Task objective:
Please show every line in the entries below that includes the word "leaf".
[Data supplied Boundary: Start]
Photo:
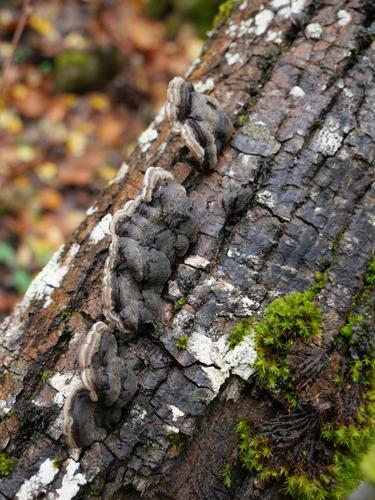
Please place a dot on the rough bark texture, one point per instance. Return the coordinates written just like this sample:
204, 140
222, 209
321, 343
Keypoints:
292, 195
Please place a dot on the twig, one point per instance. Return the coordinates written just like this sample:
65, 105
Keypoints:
26, 10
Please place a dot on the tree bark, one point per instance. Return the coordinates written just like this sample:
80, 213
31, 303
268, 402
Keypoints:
292, 195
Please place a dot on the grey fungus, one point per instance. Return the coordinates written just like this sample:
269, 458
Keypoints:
199, 120
147, 239
148, 234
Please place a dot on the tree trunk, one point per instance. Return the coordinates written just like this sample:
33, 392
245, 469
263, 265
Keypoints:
291, 196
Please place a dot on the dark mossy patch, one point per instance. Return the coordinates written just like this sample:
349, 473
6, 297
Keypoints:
285, 320
226, 475
313, 447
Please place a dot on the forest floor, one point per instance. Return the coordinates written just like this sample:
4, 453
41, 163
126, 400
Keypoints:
85, 80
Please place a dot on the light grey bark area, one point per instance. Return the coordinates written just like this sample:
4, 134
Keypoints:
291, 195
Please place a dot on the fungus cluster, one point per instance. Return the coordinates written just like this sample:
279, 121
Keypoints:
149, 234
197, 117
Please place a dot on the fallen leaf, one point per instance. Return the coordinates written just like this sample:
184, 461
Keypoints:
99, 102
50, 199
32, 105
111, 130
76, 142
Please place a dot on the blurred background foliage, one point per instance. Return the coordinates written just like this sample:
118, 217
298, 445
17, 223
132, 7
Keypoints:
87, 77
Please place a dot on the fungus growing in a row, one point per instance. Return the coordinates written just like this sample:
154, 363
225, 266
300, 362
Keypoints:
147, 239
198, 119
149, 234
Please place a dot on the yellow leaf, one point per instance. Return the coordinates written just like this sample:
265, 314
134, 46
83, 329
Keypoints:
21, 181
98, 101
70, 100
76, 143
10, 122
20, 91
43, 27
26, 153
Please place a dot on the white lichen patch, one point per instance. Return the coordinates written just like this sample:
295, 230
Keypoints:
91, 210
293, 7
216, 377
262, 21
71, 481
192, 67
50, 277
172, 429
176, 412
274, 36
313, 31
297, 92
277, 4
122, 172
101, 230
244, 28
197, 262
148, 136
35, 487
217, 355
329, 138
65, 384
204, 86
266, 198
55, 429
343, 17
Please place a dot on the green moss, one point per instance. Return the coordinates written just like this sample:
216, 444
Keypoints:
285, 320
239, 332
179, 303
225, 10
6, 465
182, 342
368, 465
226, 475
344, 435
369, 278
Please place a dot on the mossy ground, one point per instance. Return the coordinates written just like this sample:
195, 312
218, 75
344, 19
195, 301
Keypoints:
322, 460
6, 465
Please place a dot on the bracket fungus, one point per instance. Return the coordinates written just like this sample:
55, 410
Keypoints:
149, 234
198, 119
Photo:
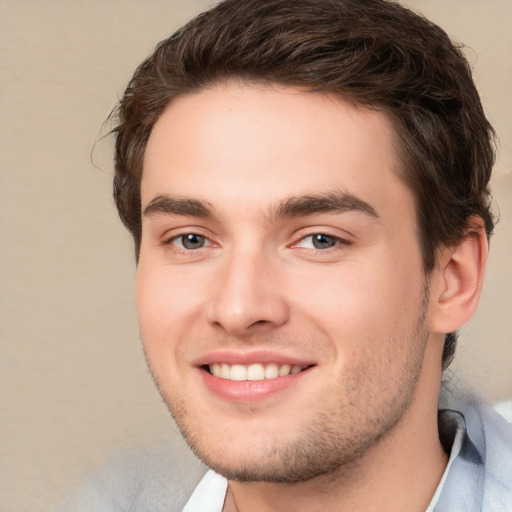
[Data supplied Boundary: End]
Answer section:
Please place a dot on the fallen leaf, one point per instance. Return the coordinates written just like this sample:
Please place a dot on the yellow leaf, one point per instance. Return the coordinates written just like this sample:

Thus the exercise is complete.